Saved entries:
----
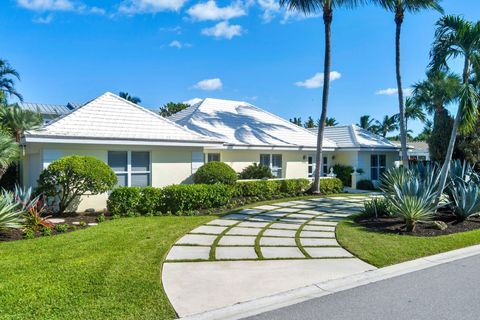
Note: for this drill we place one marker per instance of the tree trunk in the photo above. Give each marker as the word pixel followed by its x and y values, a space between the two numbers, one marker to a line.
pixel 401 103
pixel 453 136
pixel 327 19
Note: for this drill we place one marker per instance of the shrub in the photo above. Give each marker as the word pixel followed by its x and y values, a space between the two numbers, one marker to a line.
pixel 184 198
pixel 72 176
pixel 365 185
pixel 215 172
pixel 256 171
pixel 344 173
pixel 124 201
pixel 330 186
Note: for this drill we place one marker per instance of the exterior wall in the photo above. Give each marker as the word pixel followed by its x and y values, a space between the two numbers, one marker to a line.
pixel 169 165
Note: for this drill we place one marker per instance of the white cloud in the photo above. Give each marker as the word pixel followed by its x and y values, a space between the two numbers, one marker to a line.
pixel 317 80
pixel 223 30
pixel 270 9
pixel 43 20
pixel 179 45
pixel 193 101
pixel 47 5
pixel 210 11
pixel 209 84
pixel 393 91
pixel 150 6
----
EXERCISE INSTRUCTIONS:
Write the records out again exactly; none of the pictures belong in the copy.

WRITTEN ANSWER:
Note: for this drill we place one marker per instance of the tree trunk in the photo above. Give each marker as the word pixel followed by its x and y values, a space between the two numbers, one marker to a line.
pixel 401 103
pixel 453 136
pixel 327 19
Note: for this drill we place one marker per instance of the shrub in the photo above. Give each marker as the word pixel followed by its x and y values, a space between the two numbers, one marker to a line.
pixel 184 198
pixel 72 176
pixel 365 185
pixel 215 172
pixel 256 171
pixel 344 173
pixel 124 201
pixel 330 186
Note: for this drill we place one marker per instance of the exterior wall in the photo above. Give each marker as the word pixel followed by its x and y values, a space between the two numbers, one marker to a line.
pixel 169 165
Note: for this drill we place one marker per instance of the white cloud in the photo above. Give each marker as the word pixel followed by its x and y values, a space between the two numbers, one marker to a line.
pixel 317 80
pixel 223 30
pixel 270 9
pixel 43 20
pixel 179 45
pixel 193 101
pixel 47 5
pixel 210 11
pixel 209 84
pixel 393 91
pixel 150 6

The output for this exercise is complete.